[AUFGABENBESCHREIBUNG] Tausche in allen Einträgen „bounding box“ gegen „enclosing rectangle“ aus und gib die Zeilen sonst unverändert wieder.

[Gespeicherte Einträge]
----

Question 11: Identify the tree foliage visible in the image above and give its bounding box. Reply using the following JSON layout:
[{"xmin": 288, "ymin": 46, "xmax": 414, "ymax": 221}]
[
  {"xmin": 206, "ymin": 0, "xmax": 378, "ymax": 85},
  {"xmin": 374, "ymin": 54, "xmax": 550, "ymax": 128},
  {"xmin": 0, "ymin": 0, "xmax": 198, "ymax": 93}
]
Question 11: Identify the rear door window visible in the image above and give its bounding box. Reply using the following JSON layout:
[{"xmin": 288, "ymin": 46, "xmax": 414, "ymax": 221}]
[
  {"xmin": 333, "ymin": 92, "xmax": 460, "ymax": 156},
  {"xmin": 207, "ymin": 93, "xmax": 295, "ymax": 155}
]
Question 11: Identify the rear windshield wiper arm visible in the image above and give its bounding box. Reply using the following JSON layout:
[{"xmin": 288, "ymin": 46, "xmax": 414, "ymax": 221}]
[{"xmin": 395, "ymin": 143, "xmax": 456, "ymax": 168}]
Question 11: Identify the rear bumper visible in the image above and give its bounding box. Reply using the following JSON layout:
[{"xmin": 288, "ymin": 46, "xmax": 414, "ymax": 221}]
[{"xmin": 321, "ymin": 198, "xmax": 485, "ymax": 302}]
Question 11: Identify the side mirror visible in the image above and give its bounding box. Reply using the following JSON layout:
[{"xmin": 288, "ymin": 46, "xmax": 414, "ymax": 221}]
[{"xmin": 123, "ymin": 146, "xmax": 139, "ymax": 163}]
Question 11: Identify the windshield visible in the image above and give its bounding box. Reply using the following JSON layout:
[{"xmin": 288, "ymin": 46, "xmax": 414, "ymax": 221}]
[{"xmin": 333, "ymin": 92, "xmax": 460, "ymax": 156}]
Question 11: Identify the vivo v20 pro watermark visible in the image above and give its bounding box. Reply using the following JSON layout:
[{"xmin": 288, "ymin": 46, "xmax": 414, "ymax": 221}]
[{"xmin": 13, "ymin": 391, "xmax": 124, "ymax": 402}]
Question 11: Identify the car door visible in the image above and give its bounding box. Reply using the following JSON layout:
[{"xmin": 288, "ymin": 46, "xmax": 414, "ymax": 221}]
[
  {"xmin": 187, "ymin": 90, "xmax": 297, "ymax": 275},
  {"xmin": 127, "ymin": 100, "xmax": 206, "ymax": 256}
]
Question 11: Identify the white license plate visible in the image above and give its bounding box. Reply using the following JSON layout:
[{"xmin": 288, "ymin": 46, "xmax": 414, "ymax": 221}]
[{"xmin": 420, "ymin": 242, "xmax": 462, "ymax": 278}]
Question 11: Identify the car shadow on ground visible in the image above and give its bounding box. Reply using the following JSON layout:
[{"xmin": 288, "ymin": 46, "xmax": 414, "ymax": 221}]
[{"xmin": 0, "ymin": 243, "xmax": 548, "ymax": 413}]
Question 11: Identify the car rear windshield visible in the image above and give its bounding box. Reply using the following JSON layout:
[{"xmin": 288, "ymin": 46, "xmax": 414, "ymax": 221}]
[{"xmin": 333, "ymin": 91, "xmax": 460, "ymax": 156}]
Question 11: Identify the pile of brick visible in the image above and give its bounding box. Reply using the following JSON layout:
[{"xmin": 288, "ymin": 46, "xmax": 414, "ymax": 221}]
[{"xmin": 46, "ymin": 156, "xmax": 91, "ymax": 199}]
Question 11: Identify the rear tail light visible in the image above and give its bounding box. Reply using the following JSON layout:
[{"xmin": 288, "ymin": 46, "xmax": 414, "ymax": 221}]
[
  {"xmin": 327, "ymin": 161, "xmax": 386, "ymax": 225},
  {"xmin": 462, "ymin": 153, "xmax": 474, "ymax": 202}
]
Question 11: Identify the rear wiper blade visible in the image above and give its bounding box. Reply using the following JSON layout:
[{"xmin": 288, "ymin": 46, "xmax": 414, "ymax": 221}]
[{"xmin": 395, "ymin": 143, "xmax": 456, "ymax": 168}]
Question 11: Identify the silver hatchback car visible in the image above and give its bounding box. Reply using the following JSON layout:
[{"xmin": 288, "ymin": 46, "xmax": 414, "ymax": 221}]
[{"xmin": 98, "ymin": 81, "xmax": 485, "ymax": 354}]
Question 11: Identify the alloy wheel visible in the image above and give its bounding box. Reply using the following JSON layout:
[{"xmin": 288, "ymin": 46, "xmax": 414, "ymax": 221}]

----

[BEARBEITETE AUFGABE]
Question 11: Identify the tree foliage visible in the image above and give its enclosing rectangle. Reply using the following JSON layout:
[{"xmin": 288, "ymin": 46, "xmax": 414, "ymax": 221}]
[
  {"xmin": 206, "ymin": 0, "xmax": 378, "ymax": 85},
  {"xmin": 374, "ymin": 54, "xmax": 550, "ymax": 128},
  {"xmin": 0, "ymin": 0, "xmax": 198, "ymax": 93}
]
Question 11: Identify the rear door window visible in the image above and give its enclosing rectangle. Reply using the following JSON layout:
[{"xmin": 288, "ymin": 46, "xmax": 414, "ymax": 221}]
[
  {"xmin": 333, "ymin": 92, "xmax": 460, "ymax": 156},
  {"xmin": 207, "ymin": 93, "xmax": 295, "ymax": 155}
]
Question 11: Identify the rear windshield wiper arm visible in the image above and give its enclosing rectangle. Reply using the following JSON layout:
[{"xmin": 288, "ymin": 46, "xmax": 414, "ymax": 221}]
[{"xmin": 395, "ymin": 143, "xmax": 456, "ymax": 168}]
Question 11: Identify the rear bumper visible in the image above and give its enclosing rectangle. Reply using the following JSON layout:
[{"xmin": 288, "ymin": 46, "xmax": 414, "ymax": 221}]
[{"xmin": 321, "ymin": 198, "xmax": 485, "ymax": 302}]
Question 11: Identify the side mirror visible in the image above and give its enclosing rectangle. Reply using the following JSON layout:
[{"xmin": 288, "ymin": 46, "xmax": 414, "ymax": 221}]
[{"xmin": 123, "ymin": 146, "xmax": 139, "ymax": 163}]
Question 11: Identify the windshield visible in the image above and give its enclosing rectangle. Reply using the following JSON layout:
[{"xmin": 288, "ymin": 46, "xmax": 414, "ymax": 221}]
[{"xmin": 333, "ymin": 92, "xmax": 460, "ymax": 156}]
Question 11: Identify the vivo v20 pro watermark visible in the image above and give its enclosing rectangle. Reply using the following JSON layout:
[{"xmin": 288, "ymin": 46, "xmax": 414, "ymax": 221}]
[{"xmin": 13, "ymin": 391, "xmax": 124, "ymax": 402}]
Question 11: Identify the car door visible in the image above and give its enclosing rectangle. Reply using the following JSON layout:
[{"xmin": 288, "ymin": 46, "xmax": 414, "ymax": 221}]
[
  {"xmin": 187, "ymin": 90, "xmax": 297, "ymax": 275},
  {"xmin": 127, "ymin": 100, "xmax": 206, "ymax": 256}
]
Question 11: Identify the white license plate visible in the image above and give its enclosing rectangle. Reply using the following JSON layout:
[{"xmin": 288, "ymin": 46, "xmax": 414, "ymax": 221}]
[{"xmin": 420, "ymin": 242, "xmax": 462, "ymax": 278}]
Question 11: Identify the car shadow on ground visible in the image above and give its enclosing rectangle. Reply using the following JSON layout:
[{"xmin": 288, "ymin": 46, "xmax": 414, "ymax": 221}]
[{"xmin": 0, "ymin": 243, "xmax": 548, "ymax": 413}]
Question 11: Identify the car rear windshield visible in the image above and give its enclosing rectangle. Reply using the following JSON layout:
[{"xmin": 288, "ymin": 46, "xmax": 414, "ymax": 221}]
[{"xmin": 333, "ymin": 91, "xmax": 460, "ymax": 156}]
Question 11: Identify the pile of brick visible in the image above and give its enclosing rectangle. Reply using the following JSON layout:
[{"xmin": 288, "ymin": 46, "xmax": 414, "ymax": 221}]
[{"xmin": 46, "ymin": 156, "xmax": 91, "ymax": 199}]
Question 11: Identify the rear tail light visible in the image above and give its enclosing rectangle. Reply using the following JSON layout:
[{"xmin": 288, "ymin": 46, "xmax": 414, "ymax": 221}]
[
  {"xmin": 327, "ymin": 161, "xmax": 386, "ymax": 225},
  {"xmin": 462, "ymin": 153, "xmax": 474, "ymax": 202}
]
Question 11: Identify the rear wiper blade visible in the image above and give its enclosing rectangle. Reply using the following JSON layout:
[{"xmin": 288, "ymin": 46, "xmax": 414, "ymax": 221}]
[{"xmin": 395, "ymin": 143, "xmax": 456, "ymax": 168}]
Question 11: Identify the silver hatchback car visible in the image above and give its enclosing rectangle. Reply using the following JSON layout:
[{"xmin": 288, "ymin": 46, "xmax": 414, "ymax": 221}]
[{"xmin": 98, "ymin": 81, "xmax": 485, "ymax": 354}]
Question 11: Identify the alloy wheel visible in the image above and give its enclosing rectangle. Reply using the following JSON layout:
[{"xmin": 288, "ymin": 46, "xmax": 414, "ymax": 221}]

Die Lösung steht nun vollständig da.